• _What to do_: Please turn every line of the records below into a JSON list of strings, one string per line, and leave out any blank lines.

* Start *

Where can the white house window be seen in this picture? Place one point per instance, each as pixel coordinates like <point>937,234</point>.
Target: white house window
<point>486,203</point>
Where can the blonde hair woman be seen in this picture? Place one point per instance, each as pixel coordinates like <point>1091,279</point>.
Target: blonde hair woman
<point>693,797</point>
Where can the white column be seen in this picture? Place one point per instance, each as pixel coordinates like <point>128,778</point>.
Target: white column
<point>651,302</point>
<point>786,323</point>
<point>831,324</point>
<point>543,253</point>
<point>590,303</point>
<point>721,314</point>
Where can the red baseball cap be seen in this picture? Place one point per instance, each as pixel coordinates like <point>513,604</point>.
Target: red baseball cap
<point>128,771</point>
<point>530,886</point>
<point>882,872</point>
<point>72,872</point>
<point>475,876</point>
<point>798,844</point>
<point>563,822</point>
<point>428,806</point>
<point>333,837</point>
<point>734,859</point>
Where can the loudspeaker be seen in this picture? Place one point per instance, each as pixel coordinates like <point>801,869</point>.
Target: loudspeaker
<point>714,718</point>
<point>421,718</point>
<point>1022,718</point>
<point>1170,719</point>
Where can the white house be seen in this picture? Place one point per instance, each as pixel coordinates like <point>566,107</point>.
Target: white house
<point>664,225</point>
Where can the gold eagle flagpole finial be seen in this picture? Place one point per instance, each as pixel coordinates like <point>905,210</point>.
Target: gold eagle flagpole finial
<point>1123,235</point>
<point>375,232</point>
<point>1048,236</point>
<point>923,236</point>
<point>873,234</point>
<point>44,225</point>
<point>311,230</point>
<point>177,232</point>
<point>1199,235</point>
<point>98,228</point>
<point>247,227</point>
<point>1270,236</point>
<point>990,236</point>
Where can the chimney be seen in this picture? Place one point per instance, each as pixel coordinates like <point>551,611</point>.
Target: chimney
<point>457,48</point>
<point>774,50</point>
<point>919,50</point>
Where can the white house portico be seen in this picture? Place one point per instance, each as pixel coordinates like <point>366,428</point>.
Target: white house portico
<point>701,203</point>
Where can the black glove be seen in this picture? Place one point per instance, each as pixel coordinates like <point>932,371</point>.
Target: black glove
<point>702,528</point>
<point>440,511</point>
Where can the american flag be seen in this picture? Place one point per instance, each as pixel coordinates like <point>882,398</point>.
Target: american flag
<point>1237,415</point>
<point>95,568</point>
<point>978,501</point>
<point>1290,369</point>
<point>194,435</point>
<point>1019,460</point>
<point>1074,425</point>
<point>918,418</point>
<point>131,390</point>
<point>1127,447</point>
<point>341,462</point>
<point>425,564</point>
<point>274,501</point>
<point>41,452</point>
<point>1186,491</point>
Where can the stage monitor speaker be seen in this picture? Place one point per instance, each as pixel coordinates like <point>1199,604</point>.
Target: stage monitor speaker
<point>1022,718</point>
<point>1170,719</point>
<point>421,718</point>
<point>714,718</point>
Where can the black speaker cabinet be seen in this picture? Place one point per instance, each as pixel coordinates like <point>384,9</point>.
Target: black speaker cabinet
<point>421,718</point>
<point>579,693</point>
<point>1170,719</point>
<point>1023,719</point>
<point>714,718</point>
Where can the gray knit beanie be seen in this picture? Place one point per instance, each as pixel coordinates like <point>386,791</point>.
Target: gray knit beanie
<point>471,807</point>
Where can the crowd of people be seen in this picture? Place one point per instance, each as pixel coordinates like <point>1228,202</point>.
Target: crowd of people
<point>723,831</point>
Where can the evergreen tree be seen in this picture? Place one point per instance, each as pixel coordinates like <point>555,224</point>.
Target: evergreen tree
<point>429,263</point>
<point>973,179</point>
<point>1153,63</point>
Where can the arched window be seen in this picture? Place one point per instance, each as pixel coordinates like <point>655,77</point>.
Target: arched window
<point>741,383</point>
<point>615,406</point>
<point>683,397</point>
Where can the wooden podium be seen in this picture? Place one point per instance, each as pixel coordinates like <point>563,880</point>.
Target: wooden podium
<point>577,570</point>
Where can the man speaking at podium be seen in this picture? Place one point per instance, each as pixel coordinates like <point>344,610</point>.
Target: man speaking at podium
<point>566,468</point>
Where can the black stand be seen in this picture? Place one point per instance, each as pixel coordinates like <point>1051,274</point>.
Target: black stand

* End *

• _Task answer_:
[
  "Where can the white house window be seen in this picture? Place one point per instance, each as pixel coordinates like <point>937,234</point>.",
  "Target: white house window",
  "<point>486,203</point>",
  "Where can the blonde hair woman be seen in this picture? Place one point per instance, each as pixel coordinates like <point>1091,279</point>.",
  "Target: blonde hair woman",
  "<point>693,797</point>",
  "Where can the white column be seen in this picture? Place one point per instance, each as pixel coordinates like <point>128,778</point>.",
  "Target: white column",
  "<point>651,302</point>",
  "<point>786,323</point>",
  "<point>831,324</point>",
  "<point>543,253</point>",
  "<point>590,303</point>",
  "<point>721,314</point>",
  "Where can the red baseball cap be seen in this picture? Place one point per instance, each as pixel coordinates like <point>513,604</point>.",
  "Target: red baseball cap",
  "<point>128,771</point>",
  "<point>530,886</point>",
  "<point>882,872</point>",
  "<point>72,872</point>",
  "<point>475,876</point>",
  "<point>798,844</point>",
  "<point>563,822</point>",
  "<point>428,806</point>",
  "<point>333,837</point>",
  "<point>734,859</point>",
  "Where can the loudspeaker be seen in this picture? Place one point per instance, each as pixel coordinates like <point>801,869</point>.",
  "Target: loudspeaker",
  "<point>714,718</point>",
  "<point>421,718</point>",
  "<point>1022,718</point>",
  "<point>1170,719</point>",
  "Where can the white house be seen in this picture? Place one point per instance, each as pixel coordinates like <point>566,107</point>.",
  "Target: white house",
  "<point>664,225</point>",
  "Where can the gold eagle flagpole finial be seen in this picture? Place one point per instance, each as pixel coordinates like <point>905,210</point>.",
  "Target: gold eagle flagpole finial",
  "<point>1123,235</point>",
  "<point>375,232</point>",
  "<point>1048,236</point>",
  "<point>923,236</point>",
  "<point>873,234</point>",
  "<point>44,225</point>",
  "<point>311,230</point>",
  "<point>177,232</point>",
  "<point>1199,235</point>",
  "<point>98,228</point>",
  "<point>247,227</point>",
  "<point>1270,236</point>",
  "<point>990,236</point>",
  "Where can the chimney be seen in this picture? Place one point per instance, each as pixel coordinates like <point>551,611</point>.",
  "Target: chimney",
  "<point>457,48</point>",
  "<point>774,50</point>",
  "<point>919,50</point>",
  "Where can the white house portico be seen in this picture? Place one point per instance, each as pixel coordinates like <point>366,428</point>.",
  "Target: white house portico",
  "<point>701,203</point>",
  "Where can the black glove be seen in this picture? Place one point per instance, each as pixel coordinates like <point>932,371</point>.",
  "Target: black glove",
  "<point>702,528</point>",
  "<point>440,511</point>",
  "Where can the american flag be seen in this picture? Place one point per instance, each as pixel coordinates like <point>882,398</point>.",
  "Target: american flag",
  "<point>1237,415</point>",
  "<point>95,568</point>",
  "<point>978,501</point>",
  "<point>1290,369</point>",
  "<point>194,435</point>",
  "<point>1019,460</point>",
  "<point>1074,425</point>",
  "<point>918,418</point>",
  "<point>131,390</point>",
  "<point>1127,447</point>",
  "<point>341,462</point>",
  "<point>425,564</point>",
  "<point>274,501</point>",
  "<point>41,452</point>",
  "<point>1186,491</point>",
  "Where can the stage monitor speaker be seen in this picture? Place one point per instance, each as pixel coordinates like <point>1199,604</point>.",
  "Target: stage monitor speaker",
  "<point>1022,718</point>",
  "<point>1170,719</point>",
  "<point>421,718</point>",
  "<point>714,718</point>",
  "Where can the black speaker cabinet be seen in this picture? Place one point per instance, each as pixel coordinates like <point>384,9</point>.",
  "Target: black speaker cabinet",
  "<point>421,718</point>",
  "<point>579,693</point>",
  "<point>1170,719</point>",
  "<point>1023,719</point>",
  "<point>714,718</point>",
  "Where can the gray knit beanie be seen in this picture? Place one point per instance, each as pixel coordinates like <point>386,791</point>.",
  "Target: gray knit beanie",
  "<point>471,807</point>",
  "Where can the crowd of people be seen in this picture? Place one point per instance, each as pixel coordinates like <point>1228,202</point>.",
  "Target: crowd of people",
  "<point>723,831</point>",
  "Where can the evergreen tree be seen in this picture? Place one point per instance, each as pixel coordinates like <point>555,224</point>.",
  "Target: evergreen tree",
  "<point>429,263</point>",
  "<point>973,179</point>",
  "<point>1153,63</point>",
  "Where can the arched window be seen in this picture? Place one point per instance, each as pixel coordinates like <point>655,77</point>.",
  "Target: arched window",
  "<point>741,383</point>",
  "<point>615,406</point>",
  "<point>683,397</point>",
  "Where can the wooden podium be seen in this picture? Place one point per instance, each as pixel coordinates like <point>563,880</point>.",
  "Target: wooden podium",
  "<point>577,570</point>",
  "Where can the man speaking at podium be seen in this picture? Place one point per instance, each as pixel coordinates like <point>344,610</point>.",
  "Target: man speaking at podium",
  "<point>566,468</point>",
  "Where can the black stand be seen in this picture? Place one point per instance, each as pixel coordinates like <point>1051,274</point>.",
  "Target: black stand"
]